## Tasks to carry out
**1)** Using the TDA4VM thread below, decide whether each statement agrees with it. For each one, answer yes or no and quote the words that decide it.
(a) The application hangs after running for 2 to 48 hours.
(b) TI can determine which version of the testing program was used for the chip within a few days.
(c) The issue did not occur when the application ran on a TI EVM.
**2)** Count the lines of the entries below that contain the string "handrail", with case counting. Give only the number.

This thread has been locked.

If you have a related question, please click the "Ask a related question" button in the top right corner. The newly created question will be automatically linked to this question.

[FAQ] TDA4VM: Why does my board enter an abort state after running my application for a long time?

Part Number: TDA4VM
Other Parts Discussed in Thread: SYSBIOS

I am running my deep learning application on a custom board for a very long time, but after 2 to 48 hours the deep learning application hangs/freezes and enters an abort state while running code in C7x. I tried running the application on a TI EVM but we also see the same issue. How can we debug?

  • We have found two issues that could cause boards that use TDA4VM to enter an abort state. They are:

    1. Issues with the board design, especially with the PDN
    2. Using an undertested chip that has not been tested with production level test program

    Here are the steps to handle similar issues:

    1. Try running the application on different boards including TI EVM. If some boards fail but other pass long duration test case, then it is most likely an issue with the chip.
    2. If using a custom board, get your schematic reviewed by TI. This process can be done through a local FAE.
    3. Get die ID of the chip using the following commands and create a new E2E thread by clicking "Ask a related question" and post the die ID. TI will be able to internally determine what version of testing program was used for the chip, but this process will take 1 to 2 weeks.

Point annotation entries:

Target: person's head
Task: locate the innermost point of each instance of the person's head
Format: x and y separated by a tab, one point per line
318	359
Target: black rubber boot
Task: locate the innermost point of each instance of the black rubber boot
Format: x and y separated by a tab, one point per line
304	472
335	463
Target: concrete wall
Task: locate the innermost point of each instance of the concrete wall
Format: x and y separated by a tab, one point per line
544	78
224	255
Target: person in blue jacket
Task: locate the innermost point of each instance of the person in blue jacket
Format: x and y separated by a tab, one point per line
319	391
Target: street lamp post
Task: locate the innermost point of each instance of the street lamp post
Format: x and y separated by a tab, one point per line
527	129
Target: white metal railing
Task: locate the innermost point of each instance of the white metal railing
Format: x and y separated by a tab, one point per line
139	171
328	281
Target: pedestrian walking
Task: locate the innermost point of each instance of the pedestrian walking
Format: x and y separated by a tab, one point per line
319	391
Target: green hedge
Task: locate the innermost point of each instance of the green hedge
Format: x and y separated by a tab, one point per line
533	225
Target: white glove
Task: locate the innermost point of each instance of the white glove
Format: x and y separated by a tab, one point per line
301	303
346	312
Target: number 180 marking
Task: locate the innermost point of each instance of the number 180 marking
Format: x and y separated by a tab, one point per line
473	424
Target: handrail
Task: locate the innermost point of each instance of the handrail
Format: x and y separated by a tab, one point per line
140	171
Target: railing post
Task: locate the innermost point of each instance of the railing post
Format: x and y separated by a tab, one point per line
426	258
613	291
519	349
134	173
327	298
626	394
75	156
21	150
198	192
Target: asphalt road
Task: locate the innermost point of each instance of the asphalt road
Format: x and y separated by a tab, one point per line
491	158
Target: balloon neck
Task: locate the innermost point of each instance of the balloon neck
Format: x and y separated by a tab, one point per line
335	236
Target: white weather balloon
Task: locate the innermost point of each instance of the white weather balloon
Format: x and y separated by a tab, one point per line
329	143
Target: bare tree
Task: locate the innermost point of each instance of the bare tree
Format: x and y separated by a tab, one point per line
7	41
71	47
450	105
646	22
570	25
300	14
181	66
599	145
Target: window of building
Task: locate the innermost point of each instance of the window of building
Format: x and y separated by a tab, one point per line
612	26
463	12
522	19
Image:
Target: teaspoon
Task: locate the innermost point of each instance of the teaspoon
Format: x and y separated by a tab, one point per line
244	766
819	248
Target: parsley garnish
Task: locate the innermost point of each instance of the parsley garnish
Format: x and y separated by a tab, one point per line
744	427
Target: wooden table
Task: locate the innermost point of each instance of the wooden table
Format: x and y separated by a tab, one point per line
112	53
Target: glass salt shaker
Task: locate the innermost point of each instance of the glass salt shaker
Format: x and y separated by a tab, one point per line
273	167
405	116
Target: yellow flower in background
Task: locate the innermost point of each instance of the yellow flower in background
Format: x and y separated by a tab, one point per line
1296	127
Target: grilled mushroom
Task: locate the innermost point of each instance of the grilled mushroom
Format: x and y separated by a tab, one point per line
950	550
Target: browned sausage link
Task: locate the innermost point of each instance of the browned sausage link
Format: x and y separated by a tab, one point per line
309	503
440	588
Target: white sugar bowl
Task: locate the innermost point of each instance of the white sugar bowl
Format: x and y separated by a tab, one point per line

## Answer set
**1)**
(a) Yes: "after 2 to 48 hours the deep learning application hangs/freezes and enters an abort state while running code in C7x"
(b) No: "this process will take 1 to 2 weeks"
(c) No: "I tried running the application on a TI EVM but we also see the same issue."

**2)** 2